**QUOTED TEXT:**
RECOMMENDED: Chicago transit guide

The People of the CTA Facebook community page is blowing up walls with a daily stream of user-submitted photos and videos, most shot on the sly. “I like raw pictures,” says page founder Sean Coan, 30, a quality-assurance analyst for a local video-game developer. “I don’t need, like, ten Instagram filters on a homeless guy passed out.” All species of public-transit fauna inhabit the page: the El rider in the i punch puppies and choke cats T-shirt, the gangly Caucasian geek in a packed train car intently studying a copy of How to Be Black, and the woman reclining in her bus seat apparently unconcerned about her conspicuous lack of underwear. A photo of an El passenger with a beer keg in a shopping cart serves as the page’s avatar.

**PROBLEM DESCRIPTION:** Extend the passage on the People of the CTA page, starting after its final sentence. The items below are separate from the passage on the People of the CTA page.

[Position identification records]

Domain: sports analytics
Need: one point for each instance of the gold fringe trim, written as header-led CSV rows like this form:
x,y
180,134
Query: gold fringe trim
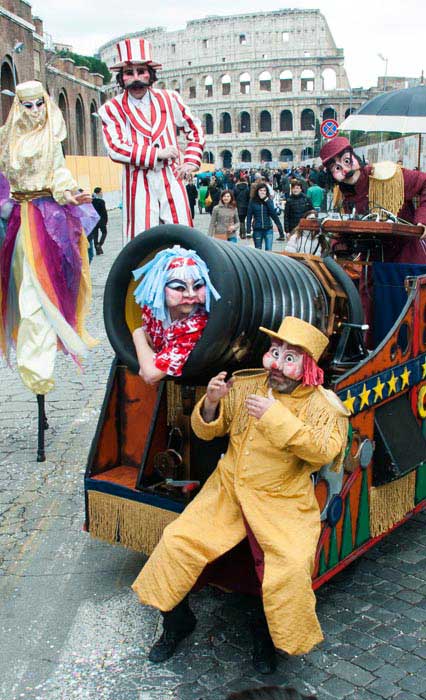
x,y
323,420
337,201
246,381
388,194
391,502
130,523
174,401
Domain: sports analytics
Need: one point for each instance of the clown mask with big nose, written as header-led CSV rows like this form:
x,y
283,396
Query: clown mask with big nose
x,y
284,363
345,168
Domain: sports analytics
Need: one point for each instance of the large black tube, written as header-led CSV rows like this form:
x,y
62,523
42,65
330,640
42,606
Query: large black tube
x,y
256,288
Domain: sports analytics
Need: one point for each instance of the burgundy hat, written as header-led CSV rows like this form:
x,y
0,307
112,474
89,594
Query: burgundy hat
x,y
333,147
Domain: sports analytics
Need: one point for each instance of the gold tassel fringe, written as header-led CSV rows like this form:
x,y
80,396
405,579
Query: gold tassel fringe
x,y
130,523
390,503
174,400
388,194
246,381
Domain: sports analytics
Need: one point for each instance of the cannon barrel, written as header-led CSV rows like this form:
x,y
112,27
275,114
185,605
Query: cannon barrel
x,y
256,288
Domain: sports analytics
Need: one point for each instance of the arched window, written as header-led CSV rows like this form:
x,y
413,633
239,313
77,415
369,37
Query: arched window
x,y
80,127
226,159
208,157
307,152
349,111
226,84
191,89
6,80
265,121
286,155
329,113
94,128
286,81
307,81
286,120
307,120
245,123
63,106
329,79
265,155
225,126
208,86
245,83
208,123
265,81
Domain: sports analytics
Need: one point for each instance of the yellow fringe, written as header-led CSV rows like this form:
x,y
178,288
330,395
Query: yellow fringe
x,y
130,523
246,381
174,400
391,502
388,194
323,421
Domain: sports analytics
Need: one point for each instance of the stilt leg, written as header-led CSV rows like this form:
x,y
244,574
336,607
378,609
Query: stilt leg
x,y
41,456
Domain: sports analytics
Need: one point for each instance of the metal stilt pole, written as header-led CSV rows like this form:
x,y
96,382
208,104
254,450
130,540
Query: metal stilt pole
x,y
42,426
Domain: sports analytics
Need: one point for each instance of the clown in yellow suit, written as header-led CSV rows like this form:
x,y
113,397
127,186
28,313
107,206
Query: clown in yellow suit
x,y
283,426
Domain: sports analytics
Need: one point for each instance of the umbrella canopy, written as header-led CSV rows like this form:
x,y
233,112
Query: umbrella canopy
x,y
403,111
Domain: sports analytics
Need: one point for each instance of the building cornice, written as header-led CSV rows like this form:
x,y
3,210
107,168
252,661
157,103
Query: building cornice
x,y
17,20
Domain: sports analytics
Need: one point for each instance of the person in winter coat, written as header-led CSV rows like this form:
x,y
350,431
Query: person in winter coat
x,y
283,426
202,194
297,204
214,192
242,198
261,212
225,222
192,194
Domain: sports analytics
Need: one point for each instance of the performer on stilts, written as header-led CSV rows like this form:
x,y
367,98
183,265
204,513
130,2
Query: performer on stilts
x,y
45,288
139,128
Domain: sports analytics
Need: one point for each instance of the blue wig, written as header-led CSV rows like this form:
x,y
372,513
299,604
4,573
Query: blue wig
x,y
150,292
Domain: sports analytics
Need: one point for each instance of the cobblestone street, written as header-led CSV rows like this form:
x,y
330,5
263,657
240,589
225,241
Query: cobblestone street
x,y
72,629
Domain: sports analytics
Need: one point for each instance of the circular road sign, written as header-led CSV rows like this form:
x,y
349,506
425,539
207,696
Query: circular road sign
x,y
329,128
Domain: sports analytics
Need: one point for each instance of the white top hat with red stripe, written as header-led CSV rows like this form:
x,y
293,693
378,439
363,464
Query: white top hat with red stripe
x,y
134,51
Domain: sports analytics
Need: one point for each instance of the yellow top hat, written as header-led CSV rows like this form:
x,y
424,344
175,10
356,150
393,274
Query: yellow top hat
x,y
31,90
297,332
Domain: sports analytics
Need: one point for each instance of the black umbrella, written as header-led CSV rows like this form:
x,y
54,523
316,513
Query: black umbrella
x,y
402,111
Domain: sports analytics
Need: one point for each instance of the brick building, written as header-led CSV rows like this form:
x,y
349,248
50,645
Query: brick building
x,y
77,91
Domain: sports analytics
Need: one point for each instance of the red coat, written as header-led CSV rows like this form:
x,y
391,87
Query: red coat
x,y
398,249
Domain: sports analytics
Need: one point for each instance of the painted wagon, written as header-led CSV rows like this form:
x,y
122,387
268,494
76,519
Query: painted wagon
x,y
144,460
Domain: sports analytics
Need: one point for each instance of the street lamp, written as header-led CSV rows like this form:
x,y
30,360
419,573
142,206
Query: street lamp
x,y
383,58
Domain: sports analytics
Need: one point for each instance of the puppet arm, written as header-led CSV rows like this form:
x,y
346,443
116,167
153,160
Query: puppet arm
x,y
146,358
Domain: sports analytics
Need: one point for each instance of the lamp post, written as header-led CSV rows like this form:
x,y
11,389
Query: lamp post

**ANSWER TO THIS TASK:**
The comments accompanying each post range from barbaric bitching to gallows-humor harping to misery-loves-company commiseration. Of a photo featuring a man perilously hitching a ride on a bus’s rear bumper, one person remarked, “After they raise the fare in January, we might see more of this.” The shot was liked by more than 3,000 people.

Though People of the CTA has been active since April 2010, the bulk of the page’s 65,000 likes have flooded in within the last few months. The sudden popularity blindsided Coan, who was inspired to document his late-night Red Line trips home from work in a form similar to the People of Walmart website. “I started it for me and a couple friends to get some kicks,” the Lakeview resident says. “I didn’t expect anyone to get into it.”

“We’d see people on the train to and from baseball games and be like, ‘What the heck?’ ” recalls Coan’s friend Andy Hernandez. “No one would believe us unless we had photographic evidence.” The 31-year-old logistics account executive co-manages the page and helps Coan comb through 150 weekly photo submissions.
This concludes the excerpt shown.